• _PROBLEM TO SOLVE_:
Once the pictures have been removed, repeat the remainder of the records exactly.

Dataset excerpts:
..........
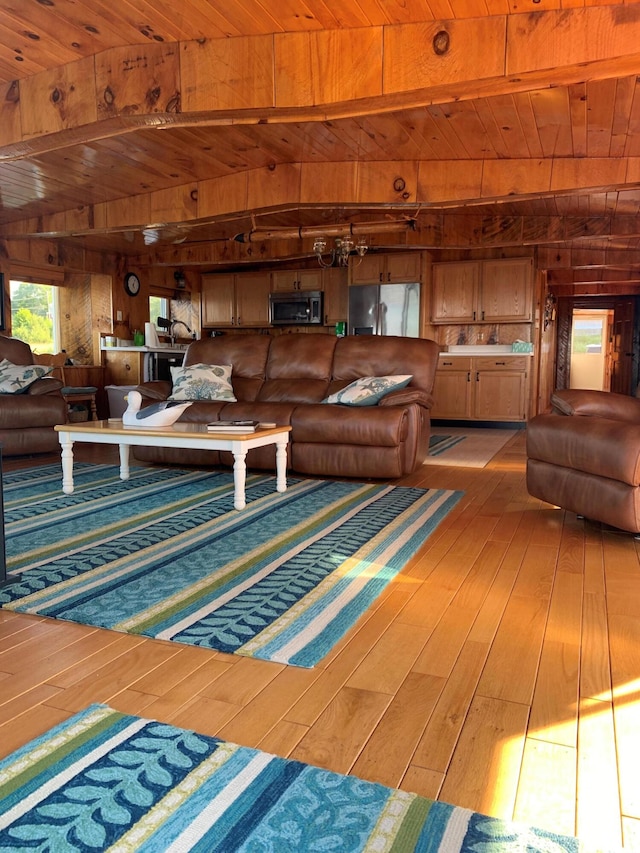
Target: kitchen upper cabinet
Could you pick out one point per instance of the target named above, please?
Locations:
(336, 297)
(218, 300)
(240, 299)
(376, 269)
(454, 292)
(506, 290)
(290, 280)
(496, 291)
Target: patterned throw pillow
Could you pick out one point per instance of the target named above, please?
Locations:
(16, 378)
(202, 382)
(368, 390)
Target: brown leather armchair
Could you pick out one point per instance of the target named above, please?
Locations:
(27, 419)
(584, 456)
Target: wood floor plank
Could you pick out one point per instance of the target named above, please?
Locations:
(598, 796)
(554, 711)
(442, 732)
(546, 793)
(489, 603)
(485, 767)
(387, 754)
(337, 737)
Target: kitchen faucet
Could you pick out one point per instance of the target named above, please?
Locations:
(172, 333)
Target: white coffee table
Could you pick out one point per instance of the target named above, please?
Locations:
(193, 436)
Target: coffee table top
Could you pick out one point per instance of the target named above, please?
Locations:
(114, 426)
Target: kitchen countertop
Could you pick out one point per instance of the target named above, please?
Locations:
(482, 349)
(168, 348)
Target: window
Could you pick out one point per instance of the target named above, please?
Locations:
(34, 315)
(158, 307)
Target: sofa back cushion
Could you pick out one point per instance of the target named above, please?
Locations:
(15, 350)
(247, 355)
(382, 355)
(299, 368)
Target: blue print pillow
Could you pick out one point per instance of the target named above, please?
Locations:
(202, 382)
(16, 378)
(369, 390)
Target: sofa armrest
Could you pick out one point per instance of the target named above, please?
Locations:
(596, 404)
(45, 385)
(156, 389)
(404, 396)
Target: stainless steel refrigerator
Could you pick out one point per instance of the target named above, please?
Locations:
(385, 309)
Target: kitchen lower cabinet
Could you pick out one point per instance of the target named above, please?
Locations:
(482, 388)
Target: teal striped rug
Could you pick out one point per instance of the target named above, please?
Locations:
(108, 781)
(164, 554)
(440, 443)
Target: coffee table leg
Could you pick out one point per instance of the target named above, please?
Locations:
(66, 444)
(281, 466)
(239, 478)
(124, 461)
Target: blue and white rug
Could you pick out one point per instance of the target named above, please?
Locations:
(164, 554)
(105, 781)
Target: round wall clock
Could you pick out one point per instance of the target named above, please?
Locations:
(132, 284)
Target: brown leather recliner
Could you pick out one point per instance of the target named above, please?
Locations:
(584, 456)
(27, 419)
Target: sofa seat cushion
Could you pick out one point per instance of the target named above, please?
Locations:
..........
• _ANSWER AREA_:
Target: kitchen upper cabinet
Could you pick out one point per instance of the target named above, please?
Locations:
(336, 297)
(218, 300)
(240, 299)
(376, 269)
(454, 292)
(506, 290)
(290, 280)
(496, 291)
Target: patterned throw pillow
Could you pick out one point per instance of the target named above, please?
Locations:
(16, 378)
(202, 382)
(368, 390)
Target: brown leather armchair
Could you pick out one point per instance of the target named above, please?
Locations:
(27, 419)
(584, 456)
Target: wood floor plank
Could you pick out one point per instance of the target named above, please?
Locations:
(598, 796)
(554, 711)
(442, 732)
(546, 793)
(489, 603)
(485, 767)
(387, 754)
(337, 737)
Target: kitchen faucet
Could you pick out one point per instance of the target named above, please?
Locations:
(172, 333)
Target: white coffee table
Could you pick out one point per instance of the target named above, please?
Locations:
(193, 436)
Target: coffee table top
Could you pick out one point per instance of the target named above, please?
Locations:
(114, 426)
Target: kitchen countertop
Could you pick out one point per instance of the target named above, please?
Locations:
(482, 349)
(168, 348)
Target: window
Could you pick out one point per instance of the target named above, please?
Locations:
(34, 315)
(158, 307)
Target: sofa back cushion
Could you pick out one point per instance of the target named above, please?
Locations:
(15, 350)
(247, 355)
(382, 355)
(299, 368)
Target: blue print pillow
Could you pick out one point per instance of the target named above, please?
Locations:
(202, 382)
(16, 378)
(369, 390)
Target: sofa armrest
Could you pick out one point per instance of the target named above, please?
Locations:
(596, 404)
(45, 385)
(156, 389)
(404, 396)
Target: stainless steel refrigerator
Could you pick out one point per instance of the target named above, please?
Locations:
(385, 309)
Target: kitchen lower cabinet
Could you pick out one point per instance of the target named above, please?
Locations:
(482, 388)
Target: teal striped rug
Could you pick out one point per instance of the target named above, please?
Locations:
(108, 781)
(164, 554)
(440, 443)
Target: coffee table leg
Could you pick out one point per instance of the target named above, please?
Locations:
(66, 444)
(281, 466)
(239, 478)
(124, 461)
Target: blue and white rug
Could you pick out one point per instance of the target named above, please?
Locations:
(164, 554)
(105, 781)
Target: round wall clock
Could you pick out one point per instance of the target named above, please?
Locations:
(132, 284)
Target: brown leather recliner
Could you pick out one point per instance of the target named above, please?
Locations:
(584, 456)
(27, 419)
Target: sofa seat cushion
Could you pick out one point per instance of the target named above, please?
Locations:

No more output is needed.